### [Excerpt provided]
----

Teach Kids about Money

One of the greatest gifts you can give your kids is to be responsible empowered adults around money. Most parents talk to their kids about savings at an early age, imparting them the wisdom of savings and its importance. Even then, most parents tend to think it’s best for the children to receive their financial education once they are of an appropriate age.
Indian parents tend to leave their children a lot of money as inheritance which, contrary to their thinking, will only harm the children without any financial education. Children are known to be most receptive when they are between 5-12 years of age. So it would be advisable to start their financial education in these years itself, when it still is education and not a task they need to accomplish. As they grow, they can learn more complex concepts. This way the children will be prepared to take big money decisions as adults.

Common mistakes parents make

Parents often keep children away from money matters and hide any financial problem they may be facing from children. While they do this in the belief that they are protecting their children, it may not have the desired behaviour.

How to teach children financial matters

Financial education should start at an early age and can be easily made part of daily life. You can start teaching in small ways by gifting a piggy bank to a young child. Encourage your kids to save from their pocket money. Explain to them the difference between want and need. The best way to educate your kids about banking and banking tools is by opening an account in their name. Take them with you to the bank to teach them how to deposit money. Familiarise them to banking tools at an early age like cheque book, passbook, ATM card, and account statements.

5 Money lessons Children must learn

1. Earning Money is difficult

  1. Teach children the value of hard work, dignity of labour, and the importance of saving with one simple exercise – link their pocket money to household chores.

----

### [Record extracts]

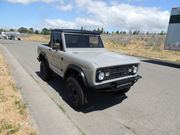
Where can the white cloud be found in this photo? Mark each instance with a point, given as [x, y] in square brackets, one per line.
[30, 1]
[108, 14]
[125, 16]
[64, 8]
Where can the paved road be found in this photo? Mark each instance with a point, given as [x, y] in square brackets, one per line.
[152, 107]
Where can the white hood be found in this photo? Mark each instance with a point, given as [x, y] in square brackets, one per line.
[103, 58]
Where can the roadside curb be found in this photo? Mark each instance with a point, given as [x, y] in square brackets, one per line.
[45, 114]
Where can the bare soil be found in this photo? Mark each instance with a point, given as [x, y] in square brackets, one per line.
[150, 46]
[14, 117]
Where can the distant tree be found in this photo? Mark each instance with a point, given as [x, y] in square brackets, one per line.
[102, 30]
[45, 31]
[12, 29]
[147, 33]
[31, 31]
[162, 33]
[136, 32]
[117, 32]
[124, 32]
[1, 30]
[98, 30]
[23, 30]
[36, 31]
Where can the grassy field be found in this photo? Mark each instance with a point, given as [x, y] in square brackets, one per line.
[150, 46]
[14, 117]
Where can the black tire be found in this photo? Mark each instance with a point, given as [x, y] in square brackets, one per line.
[46, 72]
[123, 91]
[75, 93]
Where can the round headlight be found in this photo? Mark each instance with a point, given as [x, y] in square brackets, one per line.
[135, 70]
[101, 76]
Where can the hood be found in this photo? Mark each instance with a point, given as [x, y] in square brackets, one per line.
[104, 58]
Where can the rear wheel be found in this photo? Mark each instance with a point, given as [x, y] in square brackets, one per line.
[75, 93]
[46, 72]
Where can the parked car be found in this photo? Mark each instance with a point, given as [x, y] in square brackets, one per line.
[80, 58]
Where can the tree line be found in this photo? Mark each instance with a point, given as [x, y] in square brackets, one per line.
[46, 31]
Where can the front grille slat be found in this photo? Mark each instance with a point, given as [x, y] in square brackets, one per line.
[117, 71]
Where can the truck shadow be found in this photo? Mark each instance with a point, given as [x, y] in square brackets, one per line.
[96, 100]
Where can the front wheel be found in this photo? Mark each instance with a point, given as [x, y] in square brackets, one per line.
[45, 71]
[75, 93]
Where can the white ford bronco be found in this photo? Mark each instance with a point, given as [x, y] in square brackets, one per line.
[80, 58]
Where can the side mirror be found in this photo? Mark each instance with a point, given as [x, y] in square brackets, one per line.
[55, 47]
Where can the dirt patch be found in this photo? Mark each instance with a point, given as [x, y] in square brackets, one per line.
[14, 117]
[140, 48]
[150, 46]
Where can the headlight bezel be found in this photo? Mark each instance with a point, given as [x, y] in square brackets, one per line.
[100, 74]
[134, 68]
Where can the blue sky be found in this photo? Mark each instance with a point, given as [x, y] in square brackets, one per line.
[145, 15]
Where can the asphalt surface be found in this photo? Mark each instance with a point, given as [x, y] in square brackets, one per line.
[151, 107]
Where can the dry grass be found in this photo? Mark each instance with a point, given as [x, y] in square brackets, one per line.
[14, 118]
[39, 38]
[138, 48]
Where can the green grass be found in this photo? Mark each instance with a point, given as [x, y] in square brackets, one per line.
[156, 48]
[14, 87]
[21, 106]
[32, 133]
[178, 61]
[62, 109]
[13, 131]
[11, 128]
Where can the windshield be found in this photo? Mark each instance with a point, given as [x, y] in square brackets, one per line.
[83, 41]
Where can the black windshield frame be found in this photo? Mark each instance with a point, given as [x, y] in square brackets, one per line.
[83, 41]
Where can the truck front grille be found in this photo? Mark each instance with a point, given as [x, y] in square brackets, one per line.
[116, 72]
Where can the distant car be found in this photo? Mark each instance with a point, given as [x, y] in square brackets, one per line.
[81, 59]
[1, 37]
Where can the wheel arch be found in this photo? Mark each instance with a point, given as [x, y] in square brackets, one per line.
[73, 69]
[42, 56]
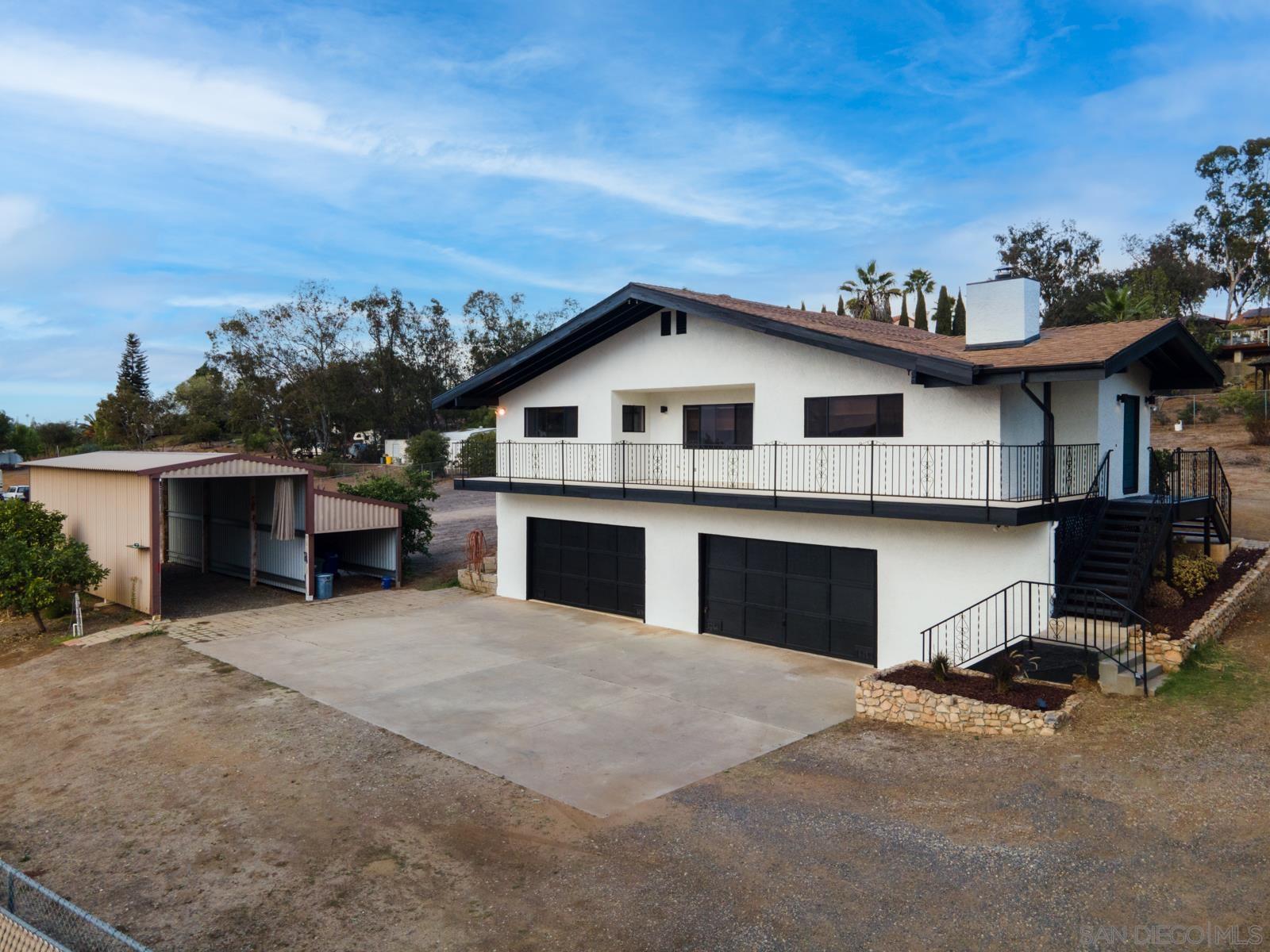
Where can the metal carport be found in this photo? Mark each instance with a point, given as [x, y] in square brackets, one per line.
[234, 514]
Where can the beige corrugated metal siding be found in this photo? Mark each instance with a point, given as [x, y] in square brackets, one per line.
[108, 512]
[343, 513]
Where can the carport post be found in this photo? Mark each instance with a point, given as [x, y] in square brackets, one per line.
[251, 528]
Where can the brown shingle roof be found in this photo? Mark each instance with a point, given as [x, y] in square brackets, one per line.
[1057, 347]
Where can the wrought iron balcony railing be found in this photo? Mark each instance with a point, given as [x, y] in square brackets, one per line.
[978, 473]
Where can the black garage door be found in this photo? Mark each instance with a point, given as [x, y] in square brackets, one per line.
[814, 598]
[588, 565]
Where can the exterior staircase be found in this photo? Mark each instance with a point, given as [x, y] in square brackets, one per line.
[1118, 560]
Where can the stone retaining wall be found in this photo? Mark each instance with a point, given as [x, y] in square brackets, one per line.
[902, 704]
[1170, 653]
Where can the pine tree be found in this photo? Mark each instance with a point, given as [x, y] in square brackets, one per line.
[133, 368]
[944, 313]
[920, 313]
[959, 317]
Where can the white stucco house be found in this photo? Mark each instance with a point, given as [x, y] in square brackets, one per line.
[829, 484]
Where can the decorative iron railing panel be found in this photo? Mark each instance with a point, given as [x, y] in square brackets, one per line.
[1039, 611]
[979, 473]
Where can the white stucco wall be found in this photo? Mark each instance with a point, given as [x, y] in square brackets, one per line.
[925, 573]
[1136, 381]
[717, 362]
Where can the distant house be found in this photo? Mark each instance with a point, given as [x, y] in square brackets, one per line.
[1248, 336]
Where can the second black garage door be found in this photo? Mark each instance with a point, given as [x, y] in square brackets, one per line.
[587, 564]
[814, 598]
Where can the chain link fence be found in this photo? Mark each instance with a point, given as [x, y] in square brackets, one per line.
[36, 919]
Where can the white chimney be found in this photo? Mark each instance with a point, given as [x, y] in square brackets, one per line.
[1003, 311]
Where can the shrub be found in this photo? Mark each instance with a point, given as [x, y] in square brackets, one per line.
[429, 451]
[1011, 666]
[1259, 431]
[1161, 594]
[476, 456]
[1193, 574]
[1162, 465]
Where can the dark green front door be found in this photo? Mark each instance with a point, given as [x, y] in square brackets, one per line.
[1132, 424]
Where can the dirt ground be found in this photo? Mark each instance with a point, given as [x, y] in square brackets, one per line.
[200, 808]
[1248, 467]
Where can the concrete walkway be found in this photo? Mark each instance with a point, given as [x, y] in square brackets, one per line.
[592, 710]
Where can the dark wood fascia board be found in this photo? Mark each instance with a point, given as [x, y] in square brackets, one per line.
[1172, 334]
[356, 498]
[600, 321]
[883, 509]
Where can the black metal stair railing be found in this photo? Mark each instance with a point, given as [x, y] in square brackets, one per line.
[1028, 612]
[1076, 532]
[973, 473]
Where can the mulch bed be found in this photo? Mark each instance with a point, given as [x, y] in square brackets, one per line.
[1022, 696]
[1179, 620]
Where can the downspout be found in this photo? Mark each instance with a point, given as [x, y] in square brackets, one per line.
[1047, 479]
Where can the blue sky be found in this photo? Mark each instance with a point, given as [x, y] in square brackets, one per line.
[162, 165]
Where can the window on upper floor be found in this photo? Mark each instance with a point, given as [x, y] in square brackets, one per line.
[869, 416]
[633, 419]
[550, 422]
[719, 425]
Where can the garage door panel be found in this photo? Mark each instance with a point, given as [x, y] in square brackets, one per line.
[573, 562]
[806, 631]
[806, 596]
[725, 619]
[810, 562]
[603, 565]
[727, 552]
[573, 533]
[765, 556]
[630, 541]
[814, 598]
[852, 603]
[856, 643]
[727, 584]
[588, 565]
[630, 570]
[602, 537]
[766, 625]
[765, 589]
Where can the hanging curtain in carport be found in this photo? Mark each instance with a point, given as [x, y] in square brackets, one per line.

----

### [Task instructions]
Pick up the article on teaching kids about money and continue it from its last sentence, the one about linking pocket money to household chores.

### [Output for this task]
  2. Define the amount that will be given to them for each activity they do. These chores can include cleaning their room, filling water bottles, polishing their shoes, etc.
  3. A small remuneration can be linked to simple activities and this amount can be increased as the chores become more difficult.
  4. Part of the money that they earn can be given to them as cash and part can be deposited in their saving accounts or topped-up on their pre-paid cards.

2. Start Early

  • Just as a headstart in a race improves your chances of winning, starting the process of investing early on improves your chances of accumulating wealth.
  • This is because the magic of compounding kicks in to make your money work for you.
  • Encourage your kid to start an SIP with you every month from her/his pocket money.
  • Credit a certain percentage of interest every month on their savings to help them experience the magic of compounding.

3. Live within your Means

  • Allow children to indulge in discretionary spends only from their pocket money. Define spends, such as a meal or a new football, which they must buy from their pocket money.
  • If in a particular month they fall short of the amount they need to buy what they want, ask them to wait until the next month for the same.
  • If they are persistent, you can introduce the concept of borrowing and lending by giving them pocket money in advance and deducting this amount from their next month’s allowance. You could even charge an interest.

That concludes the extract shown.